Your objective:
Set down the data below from its first line to the line holding "of the white", inclusive; omit all pictures.

*** Opening Exercise inputs ***

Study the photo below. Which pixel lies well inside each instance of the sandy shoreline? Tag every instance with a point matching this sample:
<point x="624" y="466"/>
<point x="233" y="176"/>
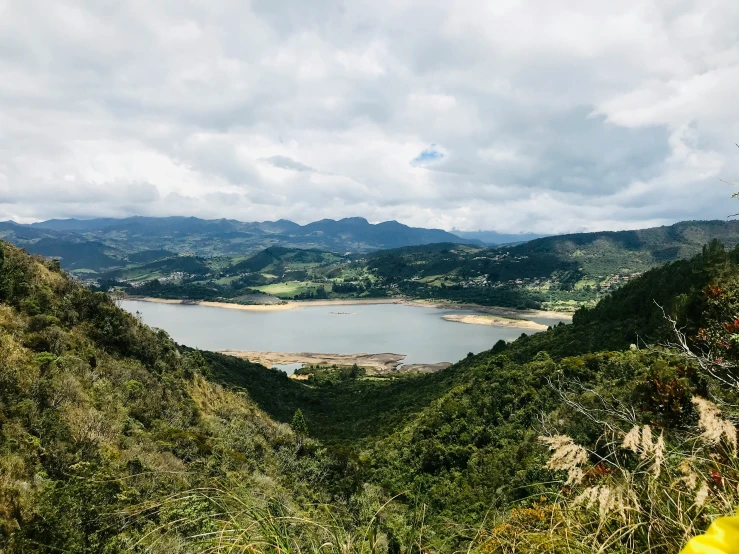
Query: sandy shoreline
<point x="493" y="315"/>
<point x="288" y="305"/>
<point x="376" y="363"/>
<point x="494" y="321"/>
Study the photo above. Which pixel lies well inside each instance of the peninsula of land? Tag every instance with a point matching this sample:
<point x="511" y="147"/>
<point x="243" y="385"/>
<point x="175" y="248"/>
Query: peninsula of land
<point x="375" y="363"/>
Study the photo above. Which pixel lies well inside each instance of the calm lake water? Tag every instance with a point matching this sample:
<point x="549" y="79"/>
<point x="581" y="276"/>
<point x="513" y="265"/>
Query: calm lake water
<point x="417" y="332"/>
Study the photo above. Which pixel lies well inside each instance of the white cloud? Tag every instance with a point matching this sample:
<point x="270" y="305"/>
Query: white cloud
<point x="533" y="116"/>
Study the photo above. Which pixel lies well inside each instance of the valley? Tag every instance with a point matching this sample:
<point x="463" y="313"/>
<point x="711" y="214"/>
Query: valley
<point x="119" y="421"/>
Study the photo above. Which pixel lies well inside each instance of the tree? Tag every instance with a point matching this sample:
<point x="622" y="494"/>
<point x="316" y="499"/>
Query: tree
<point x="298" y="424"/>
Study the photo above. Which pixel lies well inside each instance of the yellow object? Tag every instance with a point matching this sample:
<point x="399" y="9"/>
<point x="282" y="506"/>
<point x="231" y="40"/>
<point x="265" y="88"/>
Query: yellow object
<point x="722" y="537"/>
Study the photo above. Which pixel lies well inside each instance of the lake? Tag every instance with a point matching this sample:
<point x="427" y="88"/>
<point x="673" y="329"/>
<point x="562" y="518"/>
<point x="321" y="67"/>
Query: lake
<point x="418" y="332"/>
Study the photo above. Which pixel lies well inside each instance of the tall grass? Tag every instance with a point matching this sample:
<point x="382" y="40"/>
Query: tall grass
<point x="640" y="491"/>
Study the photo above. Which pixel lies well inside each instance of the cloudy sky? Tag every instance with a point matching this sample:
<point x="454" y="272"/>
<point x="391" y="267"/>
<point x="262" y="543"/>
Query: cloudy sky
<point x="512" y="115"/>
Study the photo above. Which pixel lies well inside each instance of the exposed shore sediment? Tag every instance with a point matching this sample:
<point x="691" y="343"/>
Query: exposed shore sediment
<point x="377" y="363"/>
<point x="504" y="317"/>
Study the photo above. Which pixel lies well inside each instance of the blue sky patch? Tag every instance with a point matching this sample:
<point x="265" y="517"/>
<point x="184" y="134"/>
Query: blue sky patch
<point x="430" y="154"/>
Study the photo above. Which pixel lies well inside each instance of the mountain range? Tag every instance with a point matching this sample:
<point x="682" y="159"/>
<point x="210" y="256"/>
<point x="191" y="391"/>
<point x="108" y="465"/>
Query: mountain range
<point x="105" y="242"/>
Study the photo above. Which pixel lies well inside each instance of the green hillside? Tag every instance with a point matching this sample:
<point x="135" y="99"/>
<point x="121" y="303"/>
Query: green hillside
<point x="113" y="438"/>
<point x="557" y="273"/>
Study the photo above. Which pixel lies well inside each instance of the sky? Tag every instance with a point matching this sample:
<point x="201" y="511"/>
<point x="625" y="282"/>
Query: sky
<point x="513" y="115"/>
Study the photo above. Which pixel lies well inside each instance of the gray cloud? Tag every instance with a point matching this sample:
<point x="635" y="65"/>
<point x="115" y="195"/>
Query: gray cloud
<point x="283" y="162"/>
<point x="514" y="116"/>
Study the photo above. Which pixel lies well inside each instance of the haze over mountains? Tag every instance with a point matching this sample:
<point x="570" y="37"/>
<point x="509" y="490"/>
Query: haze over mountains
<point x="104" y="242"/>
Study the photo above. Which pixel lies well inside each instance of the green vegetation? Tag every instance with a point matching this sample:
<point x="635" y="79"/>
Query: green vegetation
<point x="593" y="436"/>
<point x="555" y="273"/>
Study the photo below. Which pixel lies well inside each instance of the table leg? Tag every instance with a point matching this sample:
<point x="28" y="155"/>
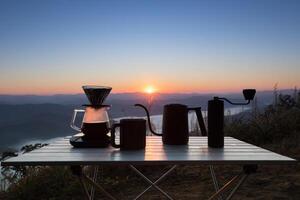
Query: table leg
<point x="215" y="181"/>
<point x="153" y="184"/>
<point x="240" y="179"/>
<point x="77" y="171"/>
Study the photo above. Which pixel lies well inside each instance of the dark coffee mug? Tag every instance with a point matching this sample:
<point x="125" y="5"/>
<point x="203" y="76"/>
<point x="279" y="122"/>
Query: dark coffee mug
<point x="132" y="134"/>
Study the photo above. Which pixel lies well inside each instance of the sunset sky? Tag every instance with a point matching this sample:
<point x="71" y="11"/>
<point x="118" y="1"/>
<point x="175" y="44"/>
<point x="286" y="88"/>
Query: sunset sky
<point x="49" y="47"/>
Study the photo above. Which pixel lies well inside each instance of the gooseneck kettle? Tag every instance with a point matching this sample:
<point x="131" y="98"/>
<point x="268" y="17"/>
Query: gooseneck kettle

*** Closing Exercise inputs ***

Result of this task:
Study the photo below. Which pixel lies well inside each instance of the sandy shoreline? Tag every instance with a point matching this sample:
<point x="624" y="466"/>
<point x="233" y="176"/>
Query: sandy shoreline
<point x="493" y="315"/>
<point x="288" y="305"/>
<point x="376" y="363"/>
<point x="494" y="321"/>
Study the photo above. Which pixel lies well inside each instance of the peninsula of land? Tag every instance with a point matching this sample:
<point x="511" y="147"/>
<point x="243" y="385"/>
<point x="175" y="248"/>
Query: peninsula of land
<point x="375" y="363"/>
Study the photo above. Which pixel lies well inside each instance of the calm lake water? Tag every instance with a point matching this sample:
<point x="549" y="79"/>
<point x="581" y="276"/>
<point x="513" y="265"/>
Query: calm lake water
<point x="417" y="332"/>
Study the photo above. Which pixel lies well inside each instance of the white cloud? Tag every instance with a point matching this sample:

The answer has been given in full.